- **PROVIDED PASSAGE**:
The developments have stunned the Mediterranean nation, which once looked to Saudi Arabia as a pillar to its own stability. The kingdom brokered the Taif agreement in 1989 that ushered in peace for Lebanon after 15 years of civil war.

The kingdom has plowed decades of investment into Lebanon, opened markets to trade, and allowed generations of talented and ambitious Lebanese to work in its oil-based economy.

The concern now is that Saudi Arabia and other Gulf nations will throw out Lebanese workers, as they did with Qatar this summer in a rage over that nation’s perceived closeness to Iran.

About 220,000 Lebanese work in Saudi Arabia and send back close to US$2 billion in remittances each year, said Mounir Rached, a senior economic adviser to the Lebanese Ministry of Finance.

Lebanese are hoping Saudi Arabia will be too wary of the negative impact on its own economy from such a mass expulsion. Many Lebanese hold managerial positions, including in the kingdom’s all-important oil sector, and it would take time to refill the posts.

An expulsion would also undermine decades of Saudi efforts to cultivate ties with Lebanese Sunnis.

“I think those who are invested in Lebanon are not going to come and destroy everything that they did in terms of relationships and associations and credibility,” said Kamel Wazni, an economist and sometimes adviser to al-Hariri’s government.

However, the kingdom and its powerful crown prince, Mohammad bin Salman, who has made his name by dramatic — or reckless, as his critics put it — moves, cannot be seen as doing nothing, said Randa Slim, a Lebanese analyst at the Washington-based Middle East Institute.

“They have locked themselves into an escalatory path without giving themselves an exit,” she said.

The kingdom could expel Lebanese Shiites and Christians, she said.

Shiites are Hezbollah’s constituency and some Christian parties have allied with it.

They number 10,000 to 20,000 in Saudi Arabia, Rached said.

As it is, the biggest threat now is a retreat to the political paralysis that has crimped growth since 2011.

Lebanon, once a beacon of free market growth and joie de vivre living, was paralyzed for years over how to respond to the catastrophic civil war consuming its neighbor and trade partner, Syria.

Al-Hariri’s Future Movement, the largest party in parliament, wanted Lebanon out of Syrian affairs, while Hezbollah was sending its militias there to fight on behalf of Syrian President Bashar al-Assad. The political log-jam resulted in Lebanon not having a president for more than two years and no economic vision to attract investment.

- **REQUIRED TASK**: In the article on Lebanon's ties with Saudi Arabia, what agreement did the kingdom broker in 1989 to end Lebanon's civil war?

- **ROWS**:
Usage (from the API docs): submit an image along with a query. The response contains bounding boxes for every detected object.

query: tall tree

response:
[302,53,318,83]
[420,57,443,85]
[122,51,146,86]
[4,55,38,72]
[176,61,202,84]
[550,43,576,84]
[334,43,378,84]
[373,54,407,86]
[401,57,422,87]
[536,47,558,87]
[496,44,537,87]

- **ANSWER TO THIS PROBLEM**: The Taif agreement.